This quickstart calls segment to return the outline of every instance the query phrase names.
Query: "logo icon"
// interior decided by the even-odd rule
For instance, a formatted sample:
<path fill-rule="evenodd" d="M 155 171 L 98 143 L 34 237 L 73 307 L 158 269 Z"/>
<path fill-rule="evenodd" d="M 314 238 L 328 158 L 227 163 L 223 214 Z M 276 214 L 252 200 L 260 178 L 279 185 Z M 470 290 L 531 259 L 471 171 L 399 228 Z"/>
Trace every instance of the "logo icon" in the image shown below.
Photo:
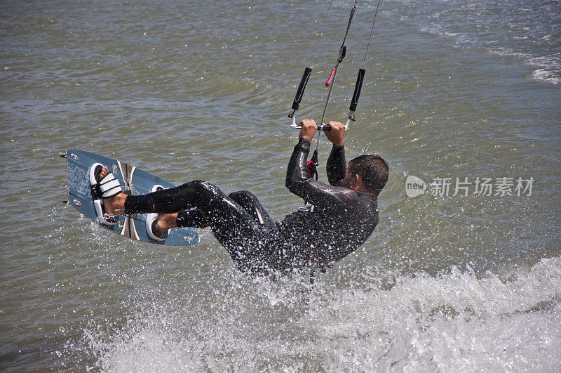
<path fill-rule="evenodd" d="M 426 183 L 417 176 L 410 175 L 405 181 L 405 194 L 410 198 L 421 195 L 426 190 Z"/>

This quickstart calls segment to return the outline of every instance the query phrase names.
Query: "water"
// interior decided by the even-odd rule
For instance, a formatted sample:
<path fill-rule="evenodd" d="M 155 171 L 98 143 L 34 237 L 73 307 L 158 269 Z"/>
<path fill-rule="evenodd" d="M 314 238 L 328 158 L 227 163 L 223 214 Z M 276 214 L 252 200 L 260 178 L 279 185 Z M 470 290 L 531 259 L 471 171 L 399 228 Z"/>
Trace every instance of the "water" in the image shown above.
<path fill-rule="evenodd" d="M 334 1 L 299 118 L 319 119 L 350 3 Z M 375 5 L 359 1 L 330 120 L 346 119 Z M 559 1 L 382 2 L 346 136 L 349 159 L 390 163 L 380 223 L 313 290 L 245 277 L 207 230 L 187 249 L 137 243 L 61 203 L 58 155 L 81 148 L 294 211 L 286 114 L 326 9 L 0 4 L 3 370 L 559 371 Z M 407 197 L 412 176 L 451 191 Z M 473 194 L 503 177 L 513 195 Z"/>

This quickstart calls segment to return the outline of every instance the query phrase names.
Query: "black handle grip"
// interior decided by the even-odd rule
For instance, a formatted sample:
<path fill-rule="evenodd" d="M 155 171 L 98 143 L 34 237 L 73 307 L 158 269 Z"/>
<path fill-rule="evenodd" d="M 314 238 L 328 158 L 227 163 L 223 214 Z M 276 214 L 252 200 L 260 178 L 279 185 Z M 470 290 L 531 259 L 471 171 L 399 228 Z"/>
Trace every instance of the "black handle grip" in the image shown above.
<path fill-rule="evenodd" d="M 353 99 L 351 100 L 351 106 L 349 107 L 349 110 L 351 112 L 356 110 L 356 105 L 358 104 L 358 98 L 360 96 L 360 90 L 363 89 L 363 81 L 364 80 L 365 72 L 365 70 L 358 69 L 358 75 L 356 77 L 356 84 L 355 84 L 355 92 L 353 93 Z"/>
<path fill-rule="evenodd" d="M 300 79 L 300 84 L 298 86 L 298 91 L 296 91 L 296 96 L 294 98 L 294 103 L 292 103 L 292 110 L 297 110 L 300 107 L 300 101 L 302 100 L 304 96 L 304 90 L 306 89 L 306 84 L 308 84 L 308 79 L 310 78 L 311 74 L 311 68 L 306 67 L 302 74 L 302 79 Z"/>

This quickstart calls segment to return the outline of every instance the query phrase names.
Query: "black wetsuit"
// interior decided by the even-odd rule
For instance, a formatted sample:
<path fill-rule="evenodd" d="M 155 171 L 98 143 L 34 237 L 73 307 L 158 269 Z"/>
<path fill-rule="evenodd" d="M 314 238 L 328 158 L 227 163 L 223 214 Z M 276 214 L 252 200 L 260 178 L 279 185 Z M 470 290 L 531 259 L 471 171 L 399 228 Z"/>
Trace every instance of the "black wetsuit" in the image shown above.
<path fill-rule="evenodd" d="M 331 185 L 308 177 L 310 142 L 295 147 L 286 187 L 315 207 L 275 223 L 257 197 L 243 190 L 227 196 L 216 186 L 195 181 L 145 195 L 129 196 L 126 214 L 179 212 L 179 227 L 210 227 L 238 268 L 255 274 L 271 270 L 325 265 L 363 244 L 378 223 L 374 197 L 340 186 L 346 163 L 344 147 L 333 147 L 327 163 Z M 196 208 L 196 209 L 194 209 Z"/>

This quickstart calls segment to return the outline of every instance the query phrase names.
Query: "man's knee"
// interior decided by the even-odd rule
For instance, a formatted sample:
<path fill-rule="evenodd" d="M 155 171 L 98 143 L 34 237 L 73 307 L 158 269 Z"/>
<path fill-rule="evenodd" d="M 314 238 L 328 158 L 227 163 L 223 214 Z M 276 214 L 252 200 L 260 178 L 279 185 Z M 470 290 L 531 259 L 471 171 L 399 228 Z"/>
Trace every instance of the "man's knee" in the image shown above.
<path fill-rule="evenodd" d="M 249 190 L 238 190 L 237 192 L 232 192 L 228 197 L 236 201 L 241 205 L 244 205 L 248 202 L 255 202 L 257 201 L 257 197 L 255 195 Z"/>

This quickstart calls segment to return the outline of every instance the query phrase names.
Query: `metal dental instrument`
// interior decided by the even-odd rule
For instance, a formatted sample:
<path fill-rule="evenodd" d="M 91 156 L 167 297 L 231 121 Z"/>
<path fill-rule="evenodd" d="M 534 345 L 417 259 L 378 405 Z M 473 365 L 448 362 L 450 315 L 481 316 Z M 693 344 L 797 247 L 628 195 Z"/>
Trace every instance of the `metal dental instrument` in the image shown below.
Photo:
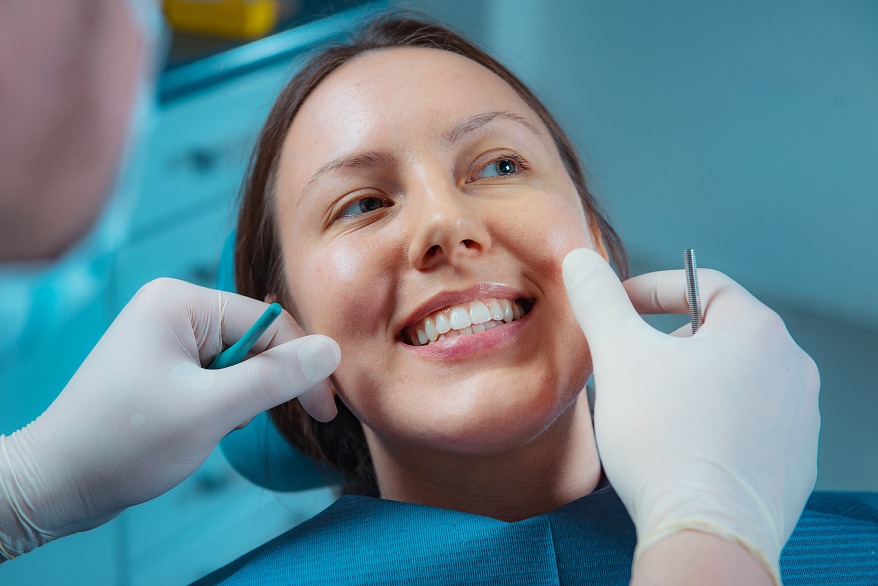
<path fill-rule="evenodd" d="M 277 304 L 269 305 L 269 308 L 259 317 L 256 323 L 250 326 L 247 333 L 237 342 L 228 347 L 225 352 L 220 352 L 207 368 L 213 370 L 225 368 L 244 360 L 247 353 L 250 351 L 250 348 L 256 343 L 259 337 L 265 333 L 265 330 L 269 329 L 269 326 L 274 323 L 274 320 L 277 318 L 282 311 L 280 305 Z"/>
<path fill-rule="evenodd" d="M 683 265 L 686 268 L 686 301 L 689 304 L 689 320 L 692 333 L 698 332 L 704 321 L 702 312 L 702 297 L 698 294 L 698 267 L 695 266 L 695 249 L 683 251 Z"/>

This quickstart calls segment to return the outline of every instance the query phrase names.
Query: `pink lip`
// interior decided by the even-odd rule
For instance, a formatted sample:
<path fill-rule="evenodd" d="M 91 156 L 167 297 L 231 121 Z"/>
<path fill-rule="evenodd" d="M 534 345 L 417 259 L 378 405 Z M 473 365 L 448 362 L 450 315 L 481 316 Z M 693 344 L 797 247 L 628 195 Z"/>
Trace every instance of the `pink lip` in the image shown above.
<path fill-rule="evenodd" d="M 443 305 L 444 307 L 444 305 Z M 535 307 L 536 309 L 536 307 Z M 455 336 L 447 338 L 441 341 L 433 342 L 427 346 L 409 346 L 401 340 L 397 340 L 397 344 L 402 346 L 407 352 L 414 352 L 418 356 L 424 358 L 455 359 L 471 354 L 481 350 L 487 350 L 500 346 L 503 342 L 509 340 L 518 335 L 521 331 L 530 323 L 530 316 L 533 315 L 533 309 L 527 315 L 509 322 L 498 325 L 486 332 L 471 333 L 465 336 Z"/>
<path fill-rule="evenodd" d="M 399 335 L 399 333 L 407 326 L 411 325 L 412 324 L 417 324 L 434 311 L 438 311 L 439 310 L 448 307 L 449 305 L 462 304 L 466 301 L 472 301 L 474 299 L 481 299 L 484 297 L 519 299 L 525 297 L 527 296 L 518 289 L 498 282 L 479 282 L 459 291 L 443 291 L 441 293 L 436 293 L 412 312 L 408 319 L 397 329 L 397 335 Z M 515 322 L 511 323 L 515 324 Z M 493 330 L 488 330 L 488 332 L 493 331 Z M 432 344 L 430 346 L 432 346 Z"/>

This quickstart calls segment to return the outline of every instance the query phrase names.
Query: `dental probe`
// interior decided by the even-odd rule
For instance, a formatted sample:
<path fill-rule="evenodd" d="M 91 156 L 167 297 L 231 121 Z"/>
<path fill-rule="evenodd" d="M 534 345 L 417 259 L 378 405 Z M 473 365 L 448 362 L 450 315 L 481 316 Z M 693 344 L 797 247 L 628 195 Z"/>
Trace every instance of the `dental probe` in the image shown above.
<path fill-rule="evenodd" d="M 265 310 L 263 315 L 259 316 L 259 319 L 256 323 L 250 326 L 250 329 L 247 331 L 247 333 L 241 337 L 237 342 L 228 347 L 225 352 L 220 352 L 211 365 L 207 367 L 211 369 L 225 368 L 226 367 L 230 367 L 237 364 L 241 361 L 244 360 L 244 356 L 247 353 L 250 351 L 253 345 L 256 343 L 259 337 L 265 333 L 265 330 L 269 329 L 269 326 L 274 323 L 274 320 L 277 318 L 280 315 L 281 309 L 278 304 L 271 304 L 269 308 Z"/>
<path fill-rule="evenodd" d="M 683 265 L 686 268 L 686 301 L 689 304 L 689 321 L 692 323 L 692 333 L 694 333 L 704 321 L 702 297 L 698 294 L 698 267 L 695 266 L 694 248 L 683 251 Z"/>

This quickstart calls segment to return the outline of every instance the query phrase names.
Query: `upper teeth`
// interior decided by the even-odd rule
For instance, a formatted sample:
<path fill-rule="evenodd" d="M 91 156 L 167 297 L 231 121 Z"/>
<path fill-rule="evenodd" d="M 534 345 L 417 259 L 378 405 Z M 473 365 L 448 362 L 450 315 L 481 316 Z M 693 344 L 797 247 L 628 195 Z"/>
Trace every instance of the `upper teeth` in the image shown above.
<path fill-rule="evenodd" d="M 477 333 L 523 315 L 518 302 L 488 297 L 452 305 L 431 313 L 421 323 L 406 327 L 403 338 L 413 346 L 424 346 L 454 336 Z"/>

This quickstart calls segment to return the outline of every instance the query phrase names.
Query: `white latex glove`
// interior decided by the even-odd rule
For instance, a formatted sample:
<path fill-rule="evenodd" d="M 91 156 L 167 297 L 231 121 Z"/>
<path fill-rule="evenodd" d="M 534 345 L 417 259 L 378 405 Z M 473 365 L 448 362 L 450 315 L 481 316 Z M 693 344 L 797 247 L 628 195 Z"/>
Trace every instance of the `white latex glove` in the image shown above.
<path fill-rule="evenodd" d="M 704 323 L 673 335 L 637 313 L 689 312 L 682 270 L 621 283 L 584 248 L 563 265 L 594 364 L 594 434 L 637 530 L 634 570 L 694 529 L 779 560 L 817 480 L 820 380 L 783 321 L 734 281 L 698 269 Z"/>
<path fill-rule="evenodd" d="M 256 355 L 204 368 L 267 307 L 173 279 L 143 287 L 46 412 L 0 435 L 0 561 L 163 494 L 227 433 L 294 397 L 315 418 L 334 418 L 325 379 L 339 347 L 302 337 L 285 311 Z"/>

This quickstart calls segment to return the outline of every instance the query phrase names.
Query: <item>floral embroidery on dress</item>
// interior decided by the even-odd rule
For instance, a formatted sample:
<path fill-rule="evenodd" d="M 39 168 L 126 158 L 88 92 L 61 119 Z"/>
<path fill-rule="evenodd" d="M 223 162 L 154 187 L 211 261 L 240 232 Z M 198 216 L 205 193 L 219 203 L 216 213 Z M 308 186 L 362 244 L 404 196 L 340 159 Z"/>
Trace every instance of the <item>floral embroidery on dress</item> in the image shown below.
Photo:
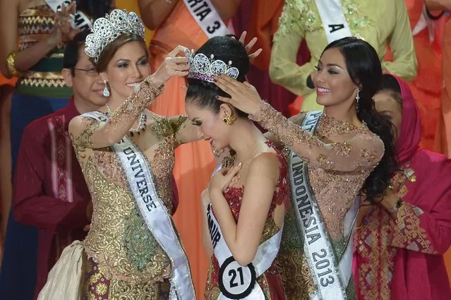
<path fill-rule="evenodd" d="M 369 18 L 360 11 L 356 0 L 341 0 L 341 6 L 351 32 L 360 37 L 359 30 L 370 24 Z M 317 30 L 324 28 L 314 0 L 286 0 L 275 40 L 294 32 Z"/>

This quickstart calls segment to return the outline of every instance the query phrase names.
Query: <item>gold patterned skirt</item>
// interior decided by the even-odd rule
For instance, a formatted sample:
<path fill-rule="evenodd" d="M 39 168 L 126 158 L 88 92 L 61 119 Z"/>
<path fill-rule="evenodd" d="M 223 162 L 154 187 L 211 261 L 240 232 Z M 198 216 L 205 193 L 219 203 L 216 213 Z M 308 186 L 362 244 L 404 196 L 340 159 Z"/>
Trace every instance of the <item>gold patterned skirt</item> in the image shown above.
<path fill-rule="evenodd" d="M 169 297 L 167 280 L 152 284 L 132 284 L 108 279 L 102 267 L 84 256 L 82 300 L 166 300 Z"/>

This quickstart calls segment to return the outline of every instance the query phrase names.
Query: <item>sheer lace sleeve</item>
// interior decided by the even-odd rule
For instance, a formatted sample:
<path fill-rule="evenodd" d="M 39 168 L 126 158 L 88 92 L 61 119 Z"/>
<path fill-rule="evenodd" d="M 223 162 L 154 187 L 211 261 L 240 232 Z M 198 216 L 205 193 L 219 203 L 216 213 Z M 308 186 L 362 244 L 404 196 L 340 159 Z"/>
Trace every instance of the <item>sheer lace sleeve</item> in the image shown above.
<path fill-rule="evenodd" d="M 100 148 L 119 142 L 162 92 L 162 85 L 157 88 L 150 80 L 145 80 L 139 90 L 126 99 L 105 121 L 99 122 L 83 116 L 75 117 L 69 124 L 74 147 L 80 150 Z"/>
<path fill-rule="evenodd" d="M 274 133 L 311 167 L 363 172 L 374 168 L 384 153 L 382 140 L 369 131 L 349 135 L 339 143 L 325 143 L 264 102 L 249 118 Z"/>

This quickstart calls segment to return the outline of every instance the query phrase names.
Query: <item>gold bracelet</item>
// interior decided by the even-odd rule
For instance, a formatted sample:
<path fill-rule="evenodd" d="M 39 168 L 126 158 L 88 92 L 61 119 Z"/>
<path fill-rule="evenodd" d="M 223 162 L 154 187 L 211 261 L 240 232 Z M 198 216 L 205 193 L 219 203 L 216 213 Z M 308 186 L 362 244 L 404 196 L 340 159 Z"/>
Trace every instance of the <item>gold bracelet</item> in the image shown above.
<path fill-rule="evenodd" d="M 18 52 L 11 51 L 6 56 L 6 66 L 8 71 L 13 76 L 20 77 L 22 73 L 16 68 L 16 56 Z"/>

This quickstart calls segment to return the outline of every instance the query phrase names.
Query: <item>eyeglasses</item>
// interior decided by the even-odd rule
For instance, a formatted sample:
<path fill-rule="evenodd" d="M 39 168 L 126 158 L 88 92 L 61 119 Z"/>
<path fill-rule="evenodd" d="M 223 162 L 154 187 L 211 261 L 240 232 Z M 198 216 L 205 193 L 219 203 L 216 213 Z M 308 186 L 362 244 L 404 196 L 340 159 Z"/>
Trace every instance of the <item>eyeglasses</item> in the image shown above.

Requirement → Report each line of the data that contains the string "upper", with case counting in the match.

Written solution →
Query: `upper teeth`
Trace every instance of the `upper teeth` in the image shown above.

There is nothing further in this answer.